**DOCUMENT**
━━━━━━━━━━━━━━━━
Isaïe 55,10-11  /  Psaume 64(65)  /  Romains 8,18-23 / Matthieu 13,1-23

 

> Une homélie n’est faite ni pour être lue ni pour être vue en vidéo, c’est un exercice oral. Vivez l’expérience pleinement en l’ECOUTANT :

 

Chers Amis,

Quand je rencontre des parents et plus encore même des grands-parents, cette question, revient très souvent : « Qu’est-ce que j’ai fait faux ? »

Cette question revient comme une litanie de leur part : « Dites-moi, qu’est-ce que j’ai fait faux ? J’ai transmis la foi à mes enfants, à mes petits-enfants, et ils ne sont pas à la messe… Qu’est-ce que j’ai fait faux… ? »

Bon, ce n’est pas le cas de tout le monde… il y en a qui sont là… !

Mais il y en a qui ne sont pas là, et souvent, les parents, les grands-parents se posent cette question et me la posent : « Qu’est-ce que j’ai fait faux ? »

pour ce repas le plus important des Chrétiens.

Probablement rien ! C’est ce que je leur réponds toujours : « Probablement rien… » Parce qu’il ne nous est pas demandé de réussir, mais simplement de semer.

Et tous les textes de ce soir nous redisaient cela.

Posez la question à un paysan – on en connaît suffisamment autour de nous – posez la question à un paysan : « Quand tu sèmes tes graines, dis-moi, est-ce que tu es certain de réussir ? » Il va éclater de rire !
━━━━━━━━━━━━━━━━
**CONSIGNE**
Recopiez l'homélie depuis « Bon, ce n’est » jusqu'à « important des Chrétiens. » inclus, en rebaptisant « repas » en « festin ».
━━━━━━━━━━━━━━━━
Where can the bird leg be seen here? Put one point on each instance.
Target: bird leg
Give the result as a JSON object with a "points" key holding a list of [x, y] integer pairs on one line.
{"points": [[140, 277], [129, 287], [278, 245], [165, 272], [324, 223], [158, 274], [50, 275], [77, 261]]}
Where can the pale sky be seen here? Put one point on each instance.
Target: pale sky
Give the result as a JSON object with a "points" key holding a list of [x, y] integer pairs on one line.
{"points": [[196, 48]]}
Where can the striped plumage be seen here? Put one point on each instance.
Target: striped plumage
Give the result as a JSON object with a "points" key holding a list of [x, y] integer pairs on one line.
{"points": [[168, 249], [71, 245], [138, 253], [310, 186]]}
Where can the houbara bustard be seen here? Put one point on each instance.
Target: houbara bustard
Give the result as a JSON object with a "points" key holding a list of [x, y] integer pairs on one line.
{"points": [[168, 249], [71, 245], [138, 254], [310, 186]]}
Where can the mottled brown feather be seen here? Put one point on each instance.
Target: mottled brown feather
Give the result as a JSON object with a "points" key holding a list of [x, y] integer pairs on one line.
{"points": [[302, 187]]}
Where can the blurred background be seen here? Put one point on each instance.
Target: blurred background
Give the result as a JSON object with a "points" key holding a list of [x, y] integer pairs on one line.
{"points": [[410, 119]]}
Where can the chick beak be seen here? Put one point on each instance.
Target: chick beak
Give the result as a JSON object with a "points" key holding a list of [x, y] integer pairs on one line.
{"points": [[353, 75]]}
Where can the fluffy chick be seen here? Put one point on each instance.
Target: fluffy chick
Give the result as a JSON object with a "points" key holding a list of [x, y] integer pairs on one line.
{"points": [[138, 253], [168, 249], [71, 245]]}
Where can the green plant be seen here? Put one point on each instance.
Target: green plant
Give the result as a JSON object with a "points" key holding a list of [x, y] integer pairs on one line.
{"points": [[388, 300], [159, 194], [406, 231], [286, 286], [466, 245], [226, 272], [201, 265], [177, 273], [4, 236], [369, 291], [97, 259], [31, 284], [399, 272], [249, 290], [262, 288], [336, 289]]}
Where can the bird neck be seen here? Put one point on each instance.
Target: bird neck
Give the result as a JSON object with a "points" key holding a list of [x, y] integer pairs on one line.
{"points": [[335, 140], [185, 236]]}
━━━━━━━━━━━━━━━━
**RÉPONSE ATTENDUE**
Bon, ce n’est pas le cas de tout le monde… il y en a qui sont là… !

Mais il y en a qui ne sont pas là, et souvent, les parents, les grands-parents se posent cette question et me la posent : « Qu’est-ce que j’ai fait faux ? »

pour ce festin le plus important des Chrétiens.